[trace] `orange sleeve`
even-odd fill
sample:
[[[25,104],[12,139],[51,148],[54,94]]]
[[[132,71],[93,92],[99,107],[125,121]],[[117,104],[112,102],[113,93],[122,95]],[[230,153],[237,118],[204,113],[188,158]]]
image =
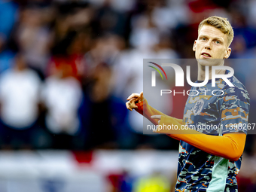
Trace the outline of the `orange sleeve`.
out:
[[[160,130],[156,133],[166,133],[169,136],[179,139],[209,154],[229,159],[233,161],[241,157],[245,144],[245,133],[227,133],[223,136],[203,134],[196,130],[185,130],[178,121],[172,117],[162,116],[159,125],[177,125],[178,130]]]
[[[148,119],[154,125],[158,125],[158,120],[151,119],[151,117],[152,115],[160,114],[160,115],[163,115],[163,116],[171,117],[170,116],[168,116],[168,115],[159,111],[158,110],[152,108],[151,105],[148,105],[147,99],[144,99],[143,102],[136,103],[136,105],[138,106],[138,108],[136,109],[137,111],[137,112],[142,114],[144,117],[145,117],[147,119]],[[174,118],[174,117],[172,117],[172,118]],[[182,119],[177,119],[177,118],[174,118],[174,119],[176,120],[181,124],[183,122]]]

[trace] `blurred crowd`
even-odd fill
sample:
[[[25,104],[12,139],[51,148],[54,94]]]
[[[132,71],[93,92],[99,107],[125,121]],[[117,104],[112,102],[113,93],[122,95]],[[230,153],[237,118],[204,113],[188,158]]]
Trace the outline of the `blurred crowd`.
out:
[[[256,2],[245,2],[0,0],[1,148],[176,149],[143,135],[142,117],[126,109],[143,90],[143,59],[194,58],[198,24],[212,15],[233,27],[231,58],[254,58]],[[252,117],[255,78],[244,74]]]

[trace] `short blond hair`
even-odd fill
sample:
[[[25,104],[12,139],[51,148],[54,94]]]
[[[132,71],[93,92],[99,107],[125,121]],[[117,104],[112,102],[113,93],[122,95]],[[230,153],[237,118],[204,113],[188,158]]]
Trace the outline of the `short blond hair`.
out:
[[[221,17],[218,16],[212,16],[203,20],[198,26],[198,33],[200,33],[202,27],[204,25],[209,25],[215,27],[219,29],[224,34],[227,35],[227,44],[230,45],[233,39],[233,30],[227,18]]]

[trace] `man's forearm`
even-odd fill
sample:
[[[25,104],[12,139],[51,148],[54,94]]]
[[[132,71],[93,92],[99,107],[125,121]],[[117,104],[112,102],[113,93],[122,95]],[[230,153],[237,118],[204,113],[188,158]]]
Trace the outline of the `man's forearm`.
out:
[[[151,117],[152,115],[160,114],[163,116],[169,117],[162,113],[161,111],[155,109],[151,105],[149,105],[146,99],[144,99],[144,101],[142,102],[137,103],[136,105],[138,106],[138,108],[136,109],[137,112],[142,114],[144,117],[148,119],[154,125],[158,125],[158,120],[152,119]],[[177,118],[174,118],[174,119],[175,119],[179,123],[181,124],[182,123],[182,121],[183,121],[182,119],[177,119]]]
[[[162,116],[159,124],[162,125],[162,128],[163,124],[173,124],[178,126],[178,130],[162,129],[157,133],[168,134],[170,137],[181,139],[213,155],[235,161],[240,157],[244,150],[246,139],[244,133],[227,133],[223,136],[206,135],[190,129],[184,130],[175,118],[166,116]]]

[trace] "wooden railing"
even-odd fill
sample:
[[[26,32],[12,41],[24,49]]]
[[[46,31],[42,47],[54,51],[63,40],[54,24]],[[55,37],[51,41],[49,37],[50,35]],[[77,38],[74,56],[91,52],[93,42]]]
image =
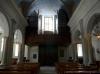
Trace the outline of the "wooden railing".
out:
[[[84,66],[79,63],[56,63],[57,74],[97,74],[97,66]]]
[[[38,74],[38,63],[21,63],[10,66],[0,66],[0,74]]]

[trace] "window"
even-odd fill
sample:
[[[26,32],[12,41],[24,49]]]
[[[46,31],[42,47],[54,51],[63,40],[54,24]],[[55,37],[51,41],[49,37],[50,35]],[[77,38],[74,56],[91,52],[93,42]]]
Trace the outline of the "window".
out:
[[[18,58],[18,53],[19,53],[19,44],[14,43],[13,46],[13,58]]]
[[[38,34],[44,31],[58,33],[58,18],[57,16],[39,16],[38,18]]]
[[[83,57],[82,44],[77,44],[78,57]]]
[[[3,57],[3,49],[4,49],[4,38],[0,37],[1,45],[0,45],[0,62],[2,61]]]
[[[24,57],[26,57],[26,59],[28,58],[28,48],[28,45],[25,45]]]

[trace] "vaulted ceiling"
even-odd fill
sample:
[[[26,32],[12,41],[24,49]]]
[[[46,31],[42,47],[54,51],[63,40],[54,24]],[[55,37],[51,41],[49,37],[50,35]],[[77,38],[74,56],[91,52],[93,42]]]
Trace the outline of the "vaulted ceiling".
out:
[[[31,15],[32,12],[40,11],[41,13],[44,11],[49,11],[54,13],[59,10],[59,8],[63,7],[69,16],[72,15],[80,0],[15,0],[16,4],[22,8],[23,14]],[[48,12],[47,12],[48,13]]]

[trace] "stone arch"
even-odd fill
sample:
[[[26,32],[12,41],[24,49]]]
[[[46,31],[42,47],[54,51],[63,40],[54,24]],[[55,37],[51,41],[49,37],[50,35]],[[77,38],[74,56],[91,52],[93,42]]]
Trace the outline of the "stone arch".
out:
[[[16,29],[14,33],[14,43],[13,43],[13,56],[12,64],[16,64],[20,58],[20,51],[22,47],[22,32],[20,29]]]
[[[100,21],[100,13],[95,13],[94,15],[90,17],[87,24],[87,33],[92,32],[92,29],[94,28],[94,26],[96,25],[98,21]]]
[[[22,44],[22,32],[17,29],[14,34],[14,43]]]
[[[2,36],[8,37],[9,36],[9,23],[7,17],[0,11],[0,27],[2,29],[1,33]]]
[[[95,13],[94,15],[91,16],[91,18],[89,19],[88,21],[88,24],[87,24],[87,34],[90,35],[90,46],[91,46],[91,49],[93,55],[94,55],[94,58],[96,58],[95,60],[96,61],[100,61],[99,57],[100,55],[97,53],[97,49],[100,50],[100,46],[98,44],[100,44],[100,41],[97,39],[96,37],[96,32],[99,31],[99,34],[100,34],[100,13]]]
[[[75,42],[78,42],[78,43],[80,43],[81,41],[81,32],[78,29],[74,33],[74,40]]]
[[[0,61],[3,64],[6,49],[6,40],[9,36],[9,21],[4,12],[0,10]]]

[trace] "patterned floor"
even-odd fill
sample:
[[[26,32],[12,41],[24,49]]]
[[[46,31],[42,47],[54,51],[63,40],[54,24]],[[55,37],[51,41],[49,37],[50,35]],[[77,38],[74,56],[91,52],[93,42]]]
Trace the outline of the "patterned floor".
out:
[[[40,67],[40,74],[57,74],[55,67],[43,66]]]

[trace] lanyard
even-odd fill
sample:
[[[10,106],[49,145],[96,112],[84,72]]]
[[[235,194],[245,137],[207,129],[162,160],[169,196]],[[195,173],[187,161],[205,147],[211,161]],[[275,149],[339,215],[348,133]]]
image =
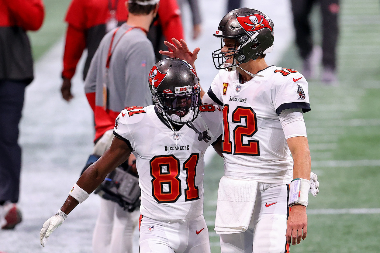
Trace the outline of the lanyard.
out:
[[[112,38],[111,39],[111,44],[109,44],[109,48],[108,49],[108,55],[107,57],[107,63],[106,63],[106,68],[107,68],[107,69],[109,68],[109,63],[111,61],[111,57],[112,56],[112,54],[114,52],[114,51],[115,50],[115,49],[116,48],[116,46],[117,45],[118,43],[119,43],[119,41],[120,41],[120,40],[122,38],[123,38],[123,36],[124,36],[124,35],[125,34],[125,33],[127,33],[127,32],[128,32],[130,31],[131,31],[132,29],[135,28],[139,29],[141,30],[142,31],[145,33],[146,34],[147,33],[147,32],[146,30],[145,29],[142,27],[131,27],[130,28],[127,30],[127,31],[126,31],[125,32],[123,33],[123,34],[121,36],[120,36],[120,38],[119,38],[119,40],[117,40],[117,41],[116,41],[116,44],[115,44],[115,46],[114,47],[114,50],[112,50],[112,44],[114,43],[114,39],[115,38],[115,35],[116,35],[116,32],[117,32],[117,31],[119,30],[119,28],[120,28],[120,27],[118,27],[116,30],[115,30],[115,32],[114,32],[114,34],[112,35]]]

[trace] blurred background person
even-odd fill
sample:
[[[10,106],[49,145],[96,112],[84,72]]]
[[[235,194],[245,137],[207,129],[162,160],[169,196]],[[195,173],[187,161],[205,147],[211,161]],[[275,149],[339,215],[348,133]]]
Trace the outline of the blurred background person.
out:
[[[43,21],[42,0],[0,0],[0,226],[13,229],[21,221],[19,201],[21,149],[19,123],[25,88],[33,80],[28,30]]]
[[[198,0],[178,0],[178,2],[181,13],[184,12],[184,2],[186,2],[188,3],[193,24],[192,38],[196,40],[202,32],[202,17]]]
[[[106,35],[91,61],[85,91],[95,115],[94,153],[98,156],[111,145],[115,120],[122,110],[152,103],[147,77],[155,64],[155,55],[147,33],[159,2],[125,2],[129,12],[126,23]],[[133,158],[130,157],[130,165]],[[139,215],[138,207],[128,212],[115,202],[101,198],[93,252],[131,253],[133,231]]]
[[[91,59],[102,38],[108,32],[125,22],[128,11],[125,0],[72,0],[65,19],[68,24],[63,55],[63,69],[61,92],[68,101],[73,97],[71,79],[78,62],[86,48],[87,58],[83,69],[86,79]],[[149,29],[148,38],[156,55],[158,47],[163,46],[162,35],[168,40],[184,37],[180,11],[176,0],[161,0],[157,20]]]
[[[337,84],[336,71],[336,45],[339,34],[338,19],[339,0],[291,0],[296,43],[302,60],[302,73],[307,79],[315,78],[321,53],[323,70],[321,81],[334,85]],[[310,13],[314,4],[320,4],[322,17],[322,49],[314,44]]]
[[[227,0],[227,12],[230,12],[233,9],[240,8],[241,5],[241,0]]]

### WHAT YOU ARE ASKED TO DO
Gather every line in the records above that contains the word "orange".

### RESPONSE TO THE EXERCISE
[trace] `orange sleeve`
Trace the outline of the `orange sleeve`.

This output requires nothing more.